[[ Extract open ]]

Medical Issues

Anesthesia

People with PWS may have unusual reactions to standard dosages of medications and anesthetic agents. Use extreme caution in giving medications that may cause sedation: prolonged and exaggerated responses have been reported.

Resources Anesthesia

Choking and Swallowing

Ann Scheimann, MD, Pediatric Gastroenterologist states: “Factors predisposing someone to choking, a serious and not uncommon occurrence in persons with PWS, include hyperphagia (high drive for food), thick saliva, weak pharyngeal muscles, and reflux”

Dr. Scheimann advised all care providers to learn the Heimlich maneuver, treat reflux and gastritis symptoms, encourage chewing during meals, and, of course, supervise persons with PWS at all times.”see more”

Roxann Diez Gross, PhD,CCC/SLP states: Persons with PWS are highly likely to have an undetected swallowing problem that places them at risk for asphyxiation of a food bolus (choking), and they require a specific type of swallowing evaluation..

Resources About Choking and Swallowing

Dental Issues

Dental problems are very common with PWS. Many of the dental problems with PWS are related to decrease salivary flow, and mouth breathing. Normal saliva is thin and washes the teeth clean, while the thick saliva associated with PWS sticks to the teeth and harbors bacteria that cause tooth decay and periodontal disease. Crowded arches contributes to misalignment of the teeth. Tooth wear, in terms of both erosion and attrition, is a severe problem in young adults with Prader-Willi syndrome.

Resources About Dental Issues

Gastrointestinal Issues

Abdominal distention or bloating, pain, and/or vomiting may be signs of life-threatening gastric inflammation or necrosis, more common in PWS than in the general population. Rather than localized pain, there may be a general feeling of unwellness. If an individual with PWS has these symptoms, close observation is needed. An X-ray and an endoscopy with biopsy may be necessary to determine degree of the problem and possible need for emergency surgery.

Anyone who has knowledge of other individuals who have had severe stomach problems or would like more information can get in touch with PWSA (USA) 1-800-926-47971-800-926-4797

Resources About Gastrointestinal Issues

Growth Hormone
Prader-Willi Syndrome Growth Hormone Deficiency and Treatment

The first research on using growth hormone (GH) with Prader-Willi syndrome (PWS) began in 198I. Two key pioneers in this field were Dr. Moris Angulo and Dr. Phillip Lee, both members of our PWSA (USA) advisory boards. In June 2000 growth hormone was the first (and to date the only) drug approved by the U.S. Food & Drug Administration (FDA) for the treatment of Prader-Willi syndrome. Since that time, an untold amount of children and adults with PWS have benefited from the use of growth hormone.

[[ Extract closed ]]
[[ Supplied entries open ]]

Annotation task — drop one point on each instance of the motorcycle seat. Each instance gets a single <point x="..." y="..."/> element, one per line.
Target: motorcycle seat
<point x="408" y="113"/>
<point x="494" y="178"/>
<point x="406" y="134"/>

[[ Supplied entries closed ]]

→ **Exercise description**
Answer from the text on medical issues in PWS:
(a) What kind of medication should be given with extreme caution?
(b) What factors does Dr. Scheimann name as predisposing someone to choking?
(c) In what month and year did the FDA approve growth hormone for treating Prader-Willi syndrome?
The rows have nothing to do with the text on medical issues in PWS.

→ **Response to this task**
(a) Medications that may cause sedation
(b) Hyperphagia (high drive for food), thick saliva, weak pharyngeal muscles, and reflux
(c) June 2000